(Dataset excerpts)
*****
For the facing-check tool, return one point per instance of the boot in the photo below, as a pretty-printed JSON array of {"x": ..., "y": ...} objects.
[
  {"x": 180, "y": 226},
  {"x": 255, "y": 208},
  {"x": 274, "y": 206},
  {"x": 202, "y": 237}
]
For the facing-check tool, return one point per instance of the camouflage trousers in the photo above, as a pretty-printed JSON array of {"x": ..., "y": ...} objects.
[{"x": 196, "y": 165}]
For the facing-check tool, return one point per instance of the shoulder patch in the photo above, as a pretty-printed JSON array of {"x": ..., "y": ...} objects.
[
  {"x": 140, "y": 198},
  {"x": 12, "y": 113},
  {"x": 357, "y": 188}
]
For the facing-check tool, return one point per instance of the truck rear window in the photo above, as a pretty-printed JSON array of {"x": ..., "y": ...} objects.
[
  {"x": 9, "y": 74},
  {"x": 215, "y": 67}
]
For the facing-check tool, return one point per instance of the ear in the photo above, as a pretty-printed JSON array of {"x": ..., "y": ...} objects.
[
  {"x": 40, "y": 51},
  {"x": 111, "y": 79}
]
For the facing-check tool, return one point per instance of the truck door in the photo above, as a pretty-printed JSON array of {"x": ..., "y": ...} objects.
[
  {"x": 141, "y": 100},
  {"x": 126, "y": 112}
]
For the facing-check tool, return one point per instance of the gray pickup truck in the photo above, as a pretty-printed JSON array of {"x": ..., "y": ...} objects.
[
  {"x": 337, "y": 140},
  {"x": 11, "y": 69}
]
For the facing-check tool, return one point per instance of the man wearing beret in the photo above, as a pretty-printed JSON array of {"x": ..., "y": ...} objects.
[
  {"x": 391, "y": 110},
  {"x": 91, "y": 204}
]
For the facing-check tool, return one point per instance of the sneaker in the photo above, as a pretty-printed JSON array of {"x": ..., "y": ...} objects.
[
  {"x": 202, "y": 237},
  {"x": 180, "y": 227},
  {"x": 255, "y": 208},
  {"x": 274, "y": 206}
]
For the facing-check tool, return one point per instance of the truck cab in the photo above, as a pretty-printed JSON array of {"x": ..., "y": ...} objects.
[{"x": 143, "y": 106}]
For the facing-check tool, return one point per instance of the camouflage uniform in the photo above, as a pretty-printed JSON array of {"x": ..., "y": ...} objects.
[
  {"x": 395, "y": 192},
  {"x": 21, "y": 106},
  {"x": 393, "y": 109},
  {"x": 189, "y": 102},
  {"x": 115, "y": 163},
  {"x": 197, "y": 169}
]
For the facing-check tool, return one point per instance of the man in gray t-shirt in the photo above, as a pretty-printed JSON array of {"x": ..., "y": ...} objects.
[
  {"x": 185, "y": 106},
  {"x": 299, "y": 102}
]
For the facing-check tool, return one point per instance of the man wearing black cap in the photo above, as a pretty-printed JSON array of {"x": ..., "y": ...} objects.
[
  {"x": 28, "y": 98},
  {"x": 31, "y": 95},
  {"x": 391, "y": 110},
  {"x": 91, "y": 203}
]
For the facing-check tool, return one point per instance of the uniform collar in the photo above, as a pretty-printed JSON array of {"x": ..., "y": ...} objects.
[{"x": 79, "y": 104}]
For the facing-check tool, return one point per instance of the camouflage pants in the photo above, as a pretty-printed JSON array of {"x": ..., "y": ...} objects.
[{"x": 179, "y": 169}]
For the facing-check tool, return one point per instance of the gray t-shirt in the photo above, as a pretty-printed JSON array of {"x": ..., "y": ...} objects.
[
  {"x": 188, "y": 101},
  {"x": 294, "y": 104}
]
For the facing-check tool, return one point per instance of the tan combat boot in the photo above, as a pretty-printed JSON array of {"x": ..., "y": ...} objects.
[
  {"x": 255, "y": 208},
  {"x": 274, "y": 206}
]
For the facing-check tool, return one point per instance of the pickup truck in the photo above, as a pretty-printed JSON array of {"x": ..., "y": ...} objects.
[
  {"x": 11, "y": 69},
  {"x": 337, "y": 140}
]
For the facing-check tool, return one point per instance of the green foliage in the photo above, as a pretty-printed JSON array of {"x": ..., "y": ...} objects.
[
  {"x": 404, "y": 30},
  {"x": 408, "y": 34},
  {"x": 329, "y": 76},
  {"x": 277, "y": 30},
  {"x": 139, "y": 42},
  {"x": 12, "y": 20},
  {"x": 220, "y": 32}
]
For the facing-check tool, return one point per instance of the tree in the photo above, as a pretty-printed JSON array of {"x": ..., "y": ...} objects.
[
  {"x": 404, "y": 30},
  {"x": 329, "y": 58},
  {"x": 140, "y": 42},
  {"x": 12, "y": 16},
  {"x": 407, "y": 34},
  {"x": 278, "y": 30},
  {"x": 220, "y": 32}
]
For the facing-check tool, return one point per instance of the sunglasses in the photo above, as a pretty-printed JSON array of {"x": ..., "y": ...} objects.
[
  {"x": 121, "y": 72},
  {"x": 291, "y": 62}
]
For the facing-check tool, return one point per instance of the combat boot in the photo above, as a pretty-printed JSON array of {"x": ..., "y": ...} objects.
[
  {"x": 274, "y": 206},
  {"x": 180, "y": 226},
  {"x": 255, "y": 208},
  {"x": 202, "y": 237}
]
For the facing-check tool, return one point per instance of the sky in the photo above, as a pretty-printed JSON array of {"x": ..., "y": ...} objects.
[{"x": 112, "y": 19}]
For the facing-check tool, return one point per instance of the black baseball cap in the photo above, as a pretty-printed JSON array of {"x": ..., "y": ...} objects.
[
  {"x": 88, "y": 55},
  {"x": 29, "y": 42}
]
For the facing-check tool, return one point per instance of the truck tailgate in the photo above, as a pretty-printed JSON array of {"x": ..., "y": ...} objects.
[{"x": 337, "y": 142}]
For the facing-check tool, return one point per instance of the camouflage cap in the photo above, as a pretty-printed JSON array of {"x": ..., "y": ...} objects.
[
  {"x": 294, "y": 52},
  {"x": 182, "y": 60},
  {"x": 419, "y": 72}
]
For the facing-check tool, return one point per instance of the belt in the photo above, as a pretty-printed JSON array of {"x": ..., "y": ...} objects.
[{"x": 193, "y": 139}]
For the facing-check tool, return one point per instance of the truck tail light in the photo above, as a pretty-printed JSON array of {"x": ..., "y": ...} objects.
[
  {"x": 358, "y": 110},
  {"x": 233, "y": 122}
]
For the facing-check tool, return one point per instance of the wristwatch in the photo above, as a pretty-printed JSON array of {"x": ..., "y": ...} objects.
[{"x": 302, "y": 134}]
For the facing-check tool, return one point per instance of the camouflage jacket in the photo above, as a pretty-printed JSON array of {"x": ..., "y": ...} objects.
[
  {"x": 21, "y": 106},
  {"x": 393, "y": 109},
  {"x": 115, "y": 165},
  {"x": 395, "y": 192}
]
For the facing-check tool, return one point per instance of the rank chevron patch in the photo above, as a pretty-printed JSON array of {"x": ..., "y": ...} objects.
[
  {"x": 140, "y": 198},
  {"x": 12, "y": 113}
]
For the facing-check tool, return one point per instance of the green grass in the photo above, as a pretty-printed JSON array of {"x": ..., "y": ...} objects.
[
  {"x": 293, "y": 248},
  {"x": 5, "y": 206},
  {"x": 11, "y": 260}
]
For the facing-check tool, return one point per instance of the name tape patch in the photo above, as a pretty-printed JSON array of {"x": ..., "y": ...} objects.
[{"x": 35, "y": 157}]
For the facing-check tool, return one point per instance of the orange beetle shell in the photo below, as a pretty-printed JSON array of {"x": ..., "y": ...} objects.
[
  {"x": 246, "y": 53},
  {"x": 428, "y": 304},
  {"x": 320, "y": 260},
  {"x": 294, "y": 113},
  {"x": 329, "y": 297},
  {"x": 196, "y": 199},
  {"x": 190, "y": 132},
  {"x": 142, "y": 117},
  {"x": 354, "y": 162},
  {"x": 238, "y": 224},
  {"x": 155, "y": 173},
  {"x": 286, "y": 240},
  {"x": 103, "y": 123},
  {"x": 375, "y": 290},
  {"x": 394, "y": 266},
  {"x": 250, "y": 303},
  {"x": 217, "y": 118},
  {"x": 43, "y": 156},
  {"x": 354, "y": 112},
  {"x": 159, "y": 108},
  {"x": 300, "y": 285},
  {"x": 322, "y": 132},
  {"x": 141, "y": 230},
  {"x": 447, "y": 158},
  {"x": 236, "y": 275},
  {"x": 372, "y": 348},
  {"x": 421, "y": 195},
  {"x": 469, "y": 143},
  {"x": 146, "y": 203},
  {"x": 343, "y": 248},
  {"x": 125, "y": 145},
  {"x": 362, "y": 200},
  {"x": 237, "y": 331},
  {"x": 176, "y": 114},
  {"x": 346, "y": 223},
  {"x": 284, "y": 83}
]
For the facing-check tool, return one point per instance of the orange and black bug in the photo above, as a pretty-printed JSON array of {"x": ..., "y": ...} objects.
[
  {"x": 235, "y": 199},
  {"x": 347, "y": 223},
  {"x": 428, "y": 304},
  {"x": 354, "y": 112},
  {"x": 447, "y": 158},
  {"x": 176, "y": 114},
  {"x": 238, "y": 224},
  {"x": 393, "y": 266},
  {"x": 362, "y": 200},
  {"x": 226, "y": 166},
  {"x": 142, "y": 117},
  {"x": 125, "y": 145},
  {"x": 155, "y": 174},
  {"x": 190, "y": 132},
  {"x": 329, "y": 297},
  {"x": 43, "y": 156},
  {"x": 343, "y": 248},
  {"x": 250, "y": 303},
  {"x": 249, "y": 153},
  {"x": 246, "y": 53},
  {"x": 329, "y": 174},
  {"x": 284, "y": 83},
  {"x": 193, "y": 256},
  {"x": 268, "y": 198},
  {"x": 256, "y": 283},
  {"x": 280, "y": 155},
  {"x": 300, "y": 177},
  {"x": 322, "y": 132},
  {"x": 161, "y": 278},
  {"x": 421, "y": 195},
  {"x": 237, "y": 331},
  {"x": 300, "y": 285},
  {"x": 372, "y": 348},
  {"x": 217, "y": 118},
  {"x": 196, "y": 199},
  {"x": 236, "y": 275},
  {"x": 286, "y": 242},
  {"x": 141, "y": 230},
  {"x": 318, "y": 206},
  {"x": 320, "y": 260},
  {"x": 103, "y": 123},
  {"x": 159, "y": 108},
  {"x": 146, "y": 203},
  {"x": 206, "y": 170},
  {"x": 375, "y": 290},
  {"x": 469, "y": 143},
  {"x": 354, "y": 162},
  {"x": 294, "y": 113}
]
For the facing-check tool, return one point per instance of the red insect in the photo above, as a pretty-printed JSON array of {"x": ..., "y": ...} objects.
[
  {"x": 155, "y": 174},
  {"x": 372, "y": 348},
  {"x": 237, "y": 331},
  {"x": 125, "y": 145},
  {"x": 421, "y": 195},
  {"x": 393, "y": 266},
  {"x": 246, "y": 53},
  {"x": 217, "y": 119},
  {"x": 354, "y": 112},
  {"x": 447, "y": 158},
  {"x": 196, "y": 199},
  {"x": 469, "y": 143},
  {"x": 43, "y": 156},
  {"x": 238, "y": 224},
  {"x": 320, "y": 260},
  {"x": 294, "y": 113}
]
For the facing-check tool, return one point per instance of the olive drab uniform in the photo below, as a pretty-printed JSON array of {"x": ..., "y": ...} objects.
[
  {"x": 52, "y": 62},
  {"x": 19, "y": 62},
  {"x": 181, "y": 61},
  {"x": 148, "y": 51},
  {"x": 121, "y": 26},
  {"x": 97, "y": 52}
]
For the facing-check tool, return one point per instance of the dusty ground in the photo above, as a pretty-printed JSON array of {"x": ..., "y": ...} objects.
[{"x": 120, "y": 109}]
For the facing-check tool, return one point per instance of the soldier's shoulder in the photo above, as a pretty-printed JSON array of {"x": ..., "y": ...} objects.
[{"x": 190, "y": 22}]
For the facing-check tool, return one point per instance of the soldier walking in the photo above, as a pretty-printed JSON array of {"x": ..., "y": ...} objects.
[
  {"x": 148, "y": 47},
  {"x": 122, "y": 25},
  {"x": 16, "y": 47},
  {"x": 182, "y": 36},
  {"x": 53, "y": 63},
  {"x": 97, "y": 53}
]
*****
**WHAT TO DO**. Write out each line exactly, beginning at the one with "the soldier walking" and ending at the final line of the records above, with nothing added.

**EXERCISE ANSWER**.
For the facing-check tool, return one point per instance of the soldier walking in the photo above, as a pretty-printed JSON array of {"x": ..., "y": ...} objects.
[
  {"x": 148, "y": 47},
  {"x": 122, "y": 25},
  {"x": 16, "y": 47},
  {"x": 182, "y": 36},
  {"x": 53, "y": 63},
  {"x": 97, "y": 53}
]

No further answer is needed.